SOURCE DATA.
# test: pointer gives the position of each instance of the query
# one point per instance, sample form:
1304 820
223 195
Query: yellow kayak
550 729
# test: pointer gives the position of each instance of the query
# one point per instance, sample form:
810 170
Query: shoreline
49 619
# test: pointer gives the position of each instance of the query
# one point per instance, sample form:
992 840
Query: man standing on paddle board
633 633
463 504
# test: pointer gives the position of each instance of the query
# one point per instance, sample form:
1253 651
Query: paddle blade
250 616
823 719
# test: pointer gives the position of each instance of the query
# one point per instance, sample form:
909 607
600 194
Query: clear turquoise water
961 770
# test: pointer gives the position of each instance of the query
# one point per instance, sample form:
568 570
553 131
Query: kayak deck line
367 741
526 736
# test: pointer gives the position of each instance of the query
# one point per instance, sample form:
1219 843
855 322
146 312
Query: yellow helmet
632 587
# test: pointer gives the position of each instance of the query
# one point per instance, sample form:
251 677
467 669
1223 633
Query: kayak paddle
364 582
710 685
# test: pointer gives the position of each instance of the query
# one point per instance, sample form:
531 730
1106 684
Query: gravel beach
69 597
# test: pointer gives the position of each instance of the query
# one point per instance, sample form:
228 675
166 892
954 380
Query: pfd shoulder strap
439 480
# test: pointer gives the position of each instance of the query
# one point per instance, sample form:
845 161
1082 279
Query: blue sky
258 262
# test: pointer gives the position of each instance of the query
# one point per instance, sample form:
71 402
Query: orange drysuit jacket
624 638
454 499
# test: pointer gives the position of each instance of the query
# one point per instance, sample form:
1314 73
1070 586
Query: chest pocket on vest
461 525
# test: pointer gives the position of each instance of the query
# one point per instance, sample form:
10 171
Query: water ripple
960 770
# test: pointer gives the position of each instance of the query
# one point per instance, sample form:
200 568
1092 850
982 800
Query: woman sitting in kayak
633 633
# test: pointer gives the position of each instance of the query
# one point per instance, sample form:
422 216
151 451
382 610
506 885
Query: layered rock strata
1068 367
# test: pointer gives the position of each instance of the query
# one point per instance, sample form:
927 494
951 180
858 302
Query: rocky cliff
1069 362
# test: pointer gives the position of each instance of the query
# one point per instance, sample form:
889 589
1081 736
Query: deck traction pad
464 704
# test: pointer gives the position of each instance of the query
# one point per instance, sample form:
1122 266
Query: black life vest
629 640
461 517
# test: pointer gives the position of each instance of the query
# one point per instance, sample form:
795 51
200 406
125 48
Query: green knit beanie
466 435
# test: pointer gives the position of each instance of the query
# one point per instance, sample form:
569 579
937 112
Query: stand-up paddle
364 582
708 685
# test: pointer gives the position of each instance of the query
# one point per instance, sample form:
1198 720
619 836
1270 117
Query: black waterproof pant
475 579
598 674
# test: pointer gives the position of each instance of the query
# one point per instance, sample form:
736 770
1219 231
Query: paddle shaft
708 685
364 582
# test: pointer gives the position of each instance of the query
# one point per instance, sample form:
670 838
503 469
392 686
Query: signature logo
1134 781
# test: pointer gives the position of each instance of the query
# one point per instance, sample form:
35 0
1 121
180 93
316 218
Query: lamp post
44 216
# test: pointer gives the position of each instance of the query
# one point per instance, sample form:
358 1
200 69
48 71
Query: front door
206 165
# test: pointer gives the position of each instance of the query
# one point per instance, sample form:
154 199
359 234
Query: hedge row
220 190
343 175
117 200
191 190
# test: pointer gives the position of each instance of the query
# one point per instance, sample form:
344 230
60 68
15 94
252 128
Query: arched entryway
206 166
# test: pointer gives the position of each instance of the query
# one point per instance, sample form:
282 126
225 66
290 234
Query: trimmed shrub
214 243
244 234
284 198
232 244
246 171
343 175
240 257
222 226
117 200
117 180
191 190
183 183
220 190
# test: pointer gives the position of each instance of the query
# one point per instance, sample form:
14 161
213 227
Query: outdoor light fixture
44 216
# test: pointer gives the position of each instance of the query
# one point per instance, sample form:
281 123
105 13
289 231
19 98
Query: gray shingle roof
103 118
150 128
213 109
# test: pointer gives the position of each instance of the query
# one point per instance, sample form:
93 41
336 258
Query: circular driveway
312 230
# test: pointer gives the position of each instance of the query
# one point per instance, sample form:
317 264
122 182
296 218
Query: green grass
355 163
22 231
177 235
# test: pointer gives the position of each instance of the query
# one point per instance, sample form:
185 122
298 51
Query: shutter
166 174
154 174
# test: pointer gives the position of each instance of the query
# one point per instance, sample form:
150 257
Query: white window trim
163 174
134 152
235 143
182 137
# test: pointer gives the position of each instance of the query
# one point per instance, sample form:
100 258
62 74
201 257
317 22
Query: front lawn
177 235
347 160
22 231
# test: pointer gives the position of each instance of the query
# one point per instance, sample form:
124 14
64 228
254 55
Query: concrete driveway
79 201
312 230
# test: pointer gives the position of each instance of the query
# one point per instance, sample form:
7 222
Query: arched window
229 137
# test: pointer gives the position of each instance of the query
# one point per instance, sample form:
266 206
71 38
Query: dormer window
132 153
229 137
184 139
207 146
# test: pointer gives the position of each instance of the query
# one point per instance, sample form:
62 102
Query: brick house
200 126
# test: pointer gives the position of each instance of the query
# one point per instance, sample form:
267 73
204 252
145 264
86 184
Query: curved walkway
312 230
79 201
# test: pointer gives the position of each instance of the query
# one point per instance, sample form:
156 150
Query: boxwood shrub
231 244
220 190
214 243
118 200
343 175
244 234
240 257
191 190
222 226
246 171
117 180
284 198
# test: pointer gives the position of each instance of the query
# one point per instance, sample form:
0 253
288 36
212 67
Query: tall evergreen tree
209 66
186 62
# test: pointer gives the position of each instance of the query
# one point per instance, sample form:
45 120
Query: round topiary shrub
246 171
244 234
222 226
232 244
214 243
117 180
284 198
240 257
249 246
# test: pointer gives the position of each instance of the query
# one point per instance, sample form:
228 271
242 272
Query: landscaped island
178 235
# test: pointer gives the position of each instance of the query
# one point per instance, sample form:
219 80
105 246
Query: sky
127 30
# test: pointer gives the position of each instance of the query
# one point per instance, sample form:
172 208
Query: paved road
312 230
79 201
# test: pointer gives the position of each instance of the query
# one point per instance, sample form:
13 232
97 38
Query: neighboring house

WORK REQUIRED.
Every record above should be copied exactly.

SOLUTION.
# test: pointer gives the position of each instance of the query
# one point per instance, sample form:
1304 820
223 195
Query: yellow kayak
550 729
# test: pointer gives the position of each instance of the query
# one point per instance, sample form:
810 170
Query: shoreline
49 619
# test: pointer gives the position of each instance of the query
# one point per instance, sample form:
992 840
Query: man standing on paddle board
633 633
463 504
# test: pointer gives the position of each instance of the query
# one point per instance, sample form:
1253 651
Query: paddle blade
250 616
823 719
# test: pointer gives the position of each instance of the query
# one point per instance, sample form:
909 607
600 194
Query: clear turquoise water
961 770
# test: pointer gives the position of each instance of the query
# one point per instance, sample form:
568 570
553 131
Query: kayak deck line
367 741
526 736
# test: pointer gives the position of each instance of the query
# one point per instance, sample form:
1219 843
855 322
146 312
Query: yellow helmet
632 587
# test: pointer gives the position of each instance of the query
# one point per instance, sample form:
251 677
467 669
1223 633
Query: kayak paddle
364 582
710 685
# test: pointer gives the position of each instance of the query
# one point per instance, sample form:
531 730
1106 684
Query: gravel beach
69 597
# test: pointer gives the position of each instance of the query
# one point per instance, sample form:
228 675
166 892
954 380
Query: pfd shoulder strap
439 480
# test: pointer gives the position of each instance of the query
# one point per instance, sample form:
845 161
1082 279
Query: blue sky
258 262
# test: pointer gives the position of each instance of the query
# one point per instance, sample form:
71 402
Query: orange drysuit jacket
624 638
454 499
# test: pointer gives the position of each instance of the query
# one point per instance, sample form:
1314 73
1070 586
Query: chest pocket on vest
461 525
# test: pointer gives the position of each instance of the query
# one point per instance, sample form:
10 171
Query: water ripple
960 770
# test: pointer gives the position of each instance of the query
# one point per instance, sample form:
200 568
1092 850
982 800
Query: woman sitting in kayak
633 633
# test: pointer gives the position of each instance of the query
# one point per instance, sample form:
422 216
151 451
382 610
506 885
Query: layered rock strata
1068 367
# test: pointer gives the position of each instance of the query
# one point per instance, sample form:
927 494
951 180
858 302
Query: rocky cliff
1069 362
# test: pointer gives the position of each instance of the query
# one point per instance, sample form:
889 589
1081 736
Query: deck traction pad
464 704
# test: pointer gives the position of each instance of the query
# one point per instance, sample form:
1122 266
Query: black life vest
629 640
461 517
# test: pointer gives the position of each instance of the query
# one point per instance, sample form:
795 51
200 406
125 48
Query: green knit beanie
466 435
# test: pointer gives the position of each instance of the query
# one point per instance, sample form:
569 579
937 112
Query: stand-up paddle
364 582
708 685
# test: pointer gives the position of each instance of the query
# one point per instance, sample form:
1198 720
619 836
1270 117
Query: black waterproof pant
475 579
598 674
# test: pointer gives the position of each instance of the query
# one point per instance, sample form:
736 770
1219 231
Query: paddle shaft
708 685
364 582
# test: pointer gives the position of each instance of the query
# one point per instance, sample form:
670 838
503 469
392 686
Query: signature logo
1134 781
# test: pointer gives the position of each instance of the query
# one point per instance, sample form:
35 0
1 121
180 93
316 218
Query: lamp post
44 216
# test: pointer gives the position of each instance of the query
# one point per instance, sample form:
358 1
200 69
48 71
Query: front door
206 165
# test: pointer gives the position of each instance of the query
# one point per instance, sample form:
154 199
359 234
Query: hedge row
220 190
343 175
117 200
191 190
# test: pointer gives the position of each instance of the query
# one point per instance, sample form:
344 230
60 68
15 94
252 128
Query: arched entryway
206 166
# test: pointer gives the position of each instance of the query
# one point per instance, sample form:
282 126
225 66
290 234
Query: trimmed shrub
214 243
244 234
284 198
232 244
246 171
343 175
240 257
222 226
117 200
117 180
191 190
183 183
220 190
# test: pointer gives the position of each instance of the query
# one point per instance, sample form:
14 161
213 227
Query: outdoor light fixture
44 216
# test: pointer gives the position of each instance of the query
# one point per instance, sample form:
281 123
105 13
289 231
19 98
Query: gray shingle roof
103 118
150 128
213 109
# test: pointer gives the position of each instance of the query
# one point per instance, sample form:
93 41
336 258
Query: circular driveway
312 230
# test: pointer gives the position of each instance of the query
# one point per instance, sample form:
317 264
122 182
296 218
Query: green grass
355 163
22 231
177 235
# test: pointer gives the position of each instance of the query
# one point per instance, sample form:
185 122
298 51
Query: shutter
166 174
154 174
# test: pointer gives the position of each instance of the query
# one point per instance, sample form:
150 257
Query: white window trim
163 174
134 152
235 143
182 137
# test: pointer gives the position of each instance of the query
# one point per instance, sample form:
100 258
62 74
201 257
317 22
Query: front lawn
177 235
347 160
22 231
# test: pointer gives the position of each instance of the query
# one point per instance, sample form:
124 14
64 228
254 55
Query: concrete driveway
79 201
312 230
# test: pointer gives the position of each instance of the query
# one point per instance, sample form:
7 222
Query: arched window
229 137
# test: pointer gives the position of each instance of the query
# one point per instance, sample form:
266 206
71 38
Query: dormer window
132 153
229 137
184 139
207 146
# test: pointer gives the position of each instance of the query
# one point per instance, sample form:
62 102
Query: brick house
200 126
# test: pointer gives the position of each instance of the query
# one point per instance, sample form:
267 73
204 252
145 264
86 184
Query: curved walkway
312 230
79 201
# test: pointer gives the position of each instance of the query
# one point per instance, sample form:
156 150
Query: boxwood shrub
231 244
220 190
214 243
118 200
343 175
244 234
240 257
191 190
222 226
246 171
117 180
284 198
# test: pointer gives the position of each instance of the query
# one point per instance, sample form:
0 253
288 36
212 67
Query: tall evergreen tree
209 66
186 62
# test: pointer gives the position of each instance of the query
# one point per instance, sample form:
45 120
Query: round topiary shrub
246 171
244 234
222 226
232 244
214 243
117 180
284 198
240 257
249 246
# test: pointer gives the position of each instance of the query
# one point per instance, sample form:
228 271
242 272
Query: landscaped island
178 235
# test: pointer gives the position of each instance of the query
# one point per instance, sample form:
219 80
105 246
Query: sky
127 30
# test: pointer gives the position of each instance of the query
# one point per instance, sample form:
172 208
Query: paved road
312 230
79 201
# test: pointer gives the position of each instance of the query
# one point per instance, sample form:
13 232
97 38
Query: neighboring house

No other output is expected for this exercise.